Records from a collection
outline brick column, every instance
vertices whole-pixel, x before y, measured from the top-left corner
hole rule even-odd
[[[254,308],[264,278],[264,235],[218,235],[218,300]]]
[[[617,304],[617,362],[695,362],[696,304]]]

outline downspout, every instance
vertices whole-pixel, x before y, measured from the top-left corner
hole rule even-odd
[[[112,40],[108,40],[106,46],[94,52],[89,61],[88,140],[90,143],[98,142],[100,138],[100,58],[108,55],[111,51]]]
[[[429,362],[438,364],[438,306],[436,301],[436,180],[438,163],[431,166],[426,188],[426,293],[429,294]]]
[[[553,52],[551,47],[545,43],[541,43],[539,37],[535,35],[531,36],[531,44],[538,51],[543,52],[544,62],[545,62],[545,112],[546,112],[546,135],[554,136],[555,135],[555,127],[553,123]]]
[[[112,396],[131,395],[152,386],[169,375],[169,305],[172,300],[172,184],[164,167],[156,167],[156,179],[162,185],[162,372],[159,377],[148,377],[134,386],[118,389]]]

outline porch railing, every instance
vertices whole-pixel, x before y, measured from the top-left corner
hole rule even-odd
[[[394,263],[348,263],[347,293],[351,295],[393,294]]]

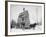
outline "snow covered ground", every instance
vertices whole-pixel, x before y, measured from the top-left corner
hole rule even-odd
[[[35,27],[35,29],[31,28],[31,29],[16,29],[16,28],[13,28],[11,29],[11,35],[17,35],[17,34],[34,34],[34,33],[43,33],[43,28],[42,28],[42,25],[37,25]]]

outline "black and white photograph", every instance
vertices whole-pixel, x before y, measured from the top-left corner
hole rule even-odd
[[[44,4],[8,2],[8,35],[44,33]]]

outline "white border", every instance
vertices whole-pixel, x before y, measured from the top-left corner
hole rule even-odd
[[[42,6],[42,28],[44,31],[44,4],[32,4],[32,3],[18,3],[18,2],[8,2],[8,35],[16,35],[20,33],[15,33],[15,32],[10,32],[10,4],[16,4],[16,5],[35,5],[35,6]],[[43,33],[42,32],[37,32],[37,33]],[[24,34],[24,32],[22,32]],[[22,34],[21,33],[21,34]],[[30,33],[30,32],[29,32]],[[34,33],[34,32],[33,32]]]

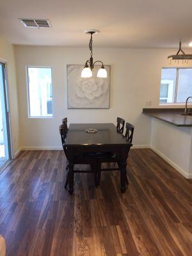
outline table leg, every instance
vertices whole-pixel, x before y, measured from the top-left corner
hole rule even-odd
[[[68,192],[70,195],[72,195],[74,192],[74,164],[68,163]]]
[[[124,193],[126,189],[125,182],[127,177],[127,159],[122,159],[120,162],[120,180],[121,180],[121,191]]]

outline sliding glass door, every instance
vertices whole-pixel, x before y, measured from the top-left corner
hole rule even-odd
[[[0,62],[0,173],[11,159],[6,66]]]

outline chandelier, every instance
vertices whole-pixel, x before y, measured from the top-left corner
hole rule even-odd
[[[88,60],[84,64],[84,67],[81,72],[81,77],[91,77],[93,76],[92,70],[94,68],[95,65],[98,63],[100,63],[101,64],[101,67],[99,69],[97,72],[97,77],[106,78],[108,76],[107,71],[104,67],[103,63],[100,60],[97,60],[96,61],[93,62],[93,34],[97,32],[98,32],[98,31],[97,30],[89,30],[88,31],[85,31],[86,33],[91,35],[89,43],[89,48],[90,50],[90,60]]]
[[[181,52],[179,54],[179,52]],[[186,54],[184,51],[181,49],[181,40],[179,42],[179,47],[177,52],[175,55],[170,55],[168,56],[168,60],[192,60],[192,54]]]

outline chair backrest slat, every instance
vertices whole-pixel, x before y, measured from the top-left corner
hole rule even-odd
[[[134,132],[134,126],[129,123],[126,123],[126,132],[125,138],[128,142],[132,143]]]
[[[124,133],[125,120],[120,117],[116,118],[116,130],[118,132]]]
[[[68,131],[68,127],[67,127],[67,118],[65,117],[65,118],[62,119],[62,124],[64,124],[64,127],[66,133]]]
[[[66,140],[66,138],[67,138],[67,133],[65,131],[65,127],[64,124],[61,124],[61,125],[60,125],[60,133],[61,135],[63,148],[63,150],[65,151],[65,140]]]

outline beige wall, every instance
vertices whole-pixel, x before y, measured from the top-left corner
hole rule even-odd
[[[11,132],[12,135],[13,155],[14,156],[19,148],[19,111],[15,56],[13,45],[1,37],[0,37],[0,60],[1,61],[4,60],[7,63]]]
[[[67,109],[67,65],[82,64],[88,57],[87,48],[15,46],[20,111],[20,145],[24,148],[58,148],[61,147],[58,126],[61,118],[69,122],[113,122],[117,116],[135,127],[134,145],[150,143],[151,121],[141,114],[147,101],[159,107],[162,67],[170,67],[167,56],[175,50],[97,49],[94,58],[111,65],[109,109]],[[28,116],[26,67],[53,68],[54,118]],[[172,66],[175,66],[173,63]]]
[[[192,179],[192,129],[152,118],[151,147],[186,178]]]

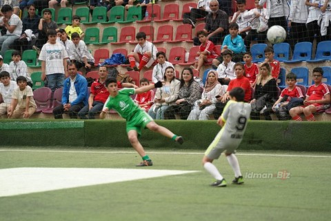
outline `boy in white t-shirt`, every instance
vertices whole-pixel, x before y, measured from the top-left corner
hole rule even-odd
[[[18,87],[14,90],[8,118],[30,118],[37,110],[32,89],[27,85],[27,79],[23,76],[17,77],[16,81]]]
[[[7,71],[0,73],[0,99],[3,101],[0,104],[0,117],[4,115],[7,115],[8,109],[10,108],[12,94],[14,90],[17,88],[16,81],[10,80],[10,75]]]
[[[43,45],[39,59],[41,61],[42,79],[47,77],[48,88],[52,91],[63,86],[65,75],[68,76],[67,59],[69,57],[63,46],[57,42],[57,31],[48,32],[48,42]]]

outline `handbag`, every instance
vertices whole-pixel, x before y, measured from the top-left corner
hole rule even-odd
[[[260,112],[265,106],[265,100],[269,94],[265,94],[255,100],[255,102],[252,103],[252,110],[254,112]]]

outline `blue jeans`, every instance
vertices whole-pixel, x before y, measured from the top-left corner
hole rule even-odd
[[[78,113],[78,116],[81,119],[95,119],[94,115],[101,112],[103,104],[101,102],[93,102],[92,104],[93,107],[90,110],[88,110],[88,105],[86,105]],[[88,117],[86,117],[86,115],[88,115]]]
[[[46,75],[48,81],[48,88],[52,91],[55,91],[57,88],[62,88],[64,82],[64,74],[55,73]]]
[[[154,107],[154,105],[152,106],[148,110],[148,115],[154,119],[164,119],[164,112],[169,108],[169,106],[163,105],[161,107],[157,107],[155,108],[156,113],[153,111]]]
[[[14,41],[19,38],[14,35],[5,35],[0,37],[0,46],[1,46],[1,55],[4,56],[5,52],[9,50],[9,46],[14,43]]]

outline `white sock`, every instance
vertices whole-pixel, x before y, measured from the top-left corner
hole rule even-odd
[[[231,166],[231,167],[233,169],[233,171],[234,172],[234,176],[236,177],[241,176],[241,172],[240,171],[239,163],[238,162],[238,159],[237,159],[237,157],[234,155],[234,153],[232,153],[227,156],[226,159],[228,159],[228,162],[229,162],[229,164]]]
[[[216,180],[223,180],[222,175],[221,175],[221,173],[219,173],[219,170],[213,164],[208,162],[203,165],[203,167],[205,169],[207,172],[210,173]]]

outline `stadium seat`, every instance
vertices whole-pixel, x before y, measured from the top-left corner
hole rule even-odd
[[[177,26],[174,40],[167,41],[168,43],[174,42],[193,42],[192,39],[192,26],[188,23],[181,24]]]
[[[109,21],[101,23],[110,23],[124,21],[125,8],[122,6],[116,6],[110,8]]]
[[[264,61],[264,49],[267,47],[266,44],[255,44],[250,47],[252,61],[254,63],[263,62]]]
[[[291,69],[291,72],[297,75],[297,84],[309,86],[309,69],[307,67],[295,67]]]
[[[283,67],[281,67],[281,71],[279,72],[278,79],[279,80],[277,81],[278,86],[281,89],[284,89],[286,88],[286,70],[285,70],[285,68]]]
[[[30,68],[40,68],[41,64],[37,64],[37,51],[34,50],[26,50],[22,54],[22,61],[26,62],[28,67]]]
[[[97,70],[91,70],[86,73],[86,78],[92,77],[94,80],[99,79],[99,72]]]
[[[199,51],[199,49],[200,46],[192,46],[191,48],[190,48],[188,62],[179,63],[179,64],[183,66],[189,66],[193,65],[195,63],[195,61],[197,61],[199,59],[199,55],[197,55],[197,53]]]
[[[154,26],[144,26],[139,28],[139,32],[146,34],[146,40],[150,42],[154,41]]]
[[[184,47],[172,47],[169,52],[168,61],[173,65],[183,63],[185,61],[185,53],[186,52]]]
[[[163,47],[157,47],[157,52],[163,52],[166,55],[167,55],[167,49]]]
[[[163,22],[170,20],[179,20],[179,5],[177,3],[166,4],[163,8],[163,17],[161,20],[155,19],[156,22]]]
[[[66,25],[71,24],[72,20],[72,8],[61,8],[57,15],[57,24],[65,23]]]
[[[88,7],[80,7],[76,9],[75,15],[81,17],[81,23],[90,21],[90,9]]]
[[[109,26],[105,28],[102,32],[101,42],[93,43],[94,44],[108,44],[117,42],[117,28]]]
[[[128,10],[126,21],[118,21],[119,23],[132,23],[136,21],[141,21],[141,7],[130,7]]]
[[[142,21],[136,21],[137,23],[150,22],[152,18],[153,20],[161,19],[161,6],[159,4],[148,4],[146,7],[146,12],[148,13],[148,17],[143,18]]]
[[[43,113],[46,114],[52,114],[53,109],[58,106],[59,105],[61,104],[62,102],[62,90],[63,88],[59,88],[55,90],[54,92],[53,95],[53,102],[52,102],[52,106],[43,109]]]
[[[157,40],[154,43],[172,41],[174,27],[171,25],[163,25],[157,29]]]
[[[153,79],[152,78],[152,74],[153,74],[153,70],[146,70],[143,73],[143,77],[147,79],[150,81],[150,83],[151,83],[152,79]]]
[[[315,63],[331,60],[331,41],[321,41],[317,44],[315,58],[307,62]]]
[[[290,44],[279,43],[274,44],[274,58],[279,61],[288,61],[290,56]]]
[[[44,86],[43,80],[41,79],[41,72],[34,72],[31,73],[30,77],[33,82],[32,90],[40,88]]]
[[[212,68],[205,69],[205,71],[203,72],[203,75],[202,77],[202,82],[203,82],[203,85],[205,84],[205,80],[207,79],[207,74],[210,70],[214,70],[214,69]]]
[[[132,84],[137,85],[137,86],[139,86],[140,73],[139,71],[127,71],[126,72],[126,74],[128,74],[132,79],[132,81],[134,81]]]
[[[3,64],[9,64],[12,61],[12,53],[15,51],[15,50],[7,50],[5,52],[5,55],[3,55]]]
[[[99,29],[97,27],[90,27],[85,31],[84,42],[86,44],[99,43]]]
[[[57,21],[55,20],[55,8],[44,8],[41,10],[41,17],[43,17],[43,10],[45,9],[49,9],[51,12],[52,12],[52,21]],[[56,21],[55,21],[56,22]]]
[[[50,88],[43,87],[33,91],[33,98],[37,104],[36,113],[41,113],[50,106],[52,90]]]
[[[121,53],[126,57],[128,57],[128,50],[126,48],[116,48],[112,51],[112,54]]]
[[[190,13],[191,12],[190,8],[197,8],[198,4],[196,2],[188,2],[183,5],[183,10],[181,10],[181,19],[183,20],[183,16],[184,13]]]
[[[293,64],[302,62],[312,59],[312,44],[303,41],[297,43],[293,51],[293,59],[290,61],[284,61],[284,63]]]
[[[94,51],[94,66],[98,66],[101,59],[106,59],[109,58],[109,50],[108,48],[99,48]]]
[[[103,6],[95,7],[92,13],[92,21],[85,22],[85,24],[95,24],[97,23],[105,22],[107,19],[107,9]]]
[[[132,7],[131,7],[132,8]],[[130,41],[135,41],[136,28],[134,26],[125,26],[121,28],[119,41],[112,43],[112,44],[124,44]]]

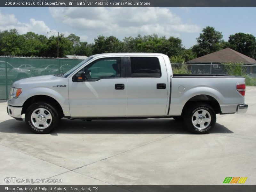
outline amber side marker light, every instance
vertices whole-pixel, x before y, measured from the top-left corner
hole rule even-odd
[[[236,84],[236,91],[242,96],[245,94],[245,84]]]
[[[22,89],[17,89],[17,91],[16,92],[16,95],[15,95],[15,97],[16,98],[18,98],[19,95],[22,92]]]

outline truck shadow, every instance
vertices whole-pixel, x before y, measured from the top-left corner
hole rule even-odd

▸ Work required
Turn the rows, starting at the first line and ending with the line containing "[[[394,263],[348,263],[347,293],[351,295],[393,294]]]", into a JSON list of strings with one string per line and blank lines omitted.

▸ Task output
[
  "outline brick column, every instance",
  "vertices whole-pixel, x before y, measured from the top-left corner",
  "hole rule even-odd",
  "[[[254,308],[264,278],[264,235],[218,235],[218,300]]]",
  "[[[617,304],[617,362],[695,362],[696,304]]]",
  "outline downspout, every instance",
  "vertices whole-pixel, x before y, measured from the top-left corner",
  "hole rule even-odd",
  "[[[112,40],[108,40],[106,46],[94,52],[89,61],[88,140],[90,143],[98,142],[100,138],[100,58],[108,55],[111,51]]]",
  "[[[429,362],[438,364],[438,306],[436,301],[436,180],[438,163],[431,166],[426,188],[426,293],[429,294]]]",
  "[[[553,52],[551,47],[545,43],[541,43],[539,37],[535,35],[531,36],[531,44],[538,51],[543,52],[544,62],[545,62],[545,112],[546,112],[546,135],[554,136],[555,135],[555,127],[553,123]]]",
  "[[[112,396],[131,395],[152,386],[169,375],[169,305],[172,300],[172,184],[164,167],[156,167],[156,179],[162,185],[162,372],[159,377],[148,377],[134,386],[118,389]]]",
  "outline porch railing, every instance",
  "vertices whole-pixel, x before y, measured from the top-left corner",
  "hole rule even-odd",
  "[[[394,263],[348,263],[347,293],[351,295],[393,294]]]"
]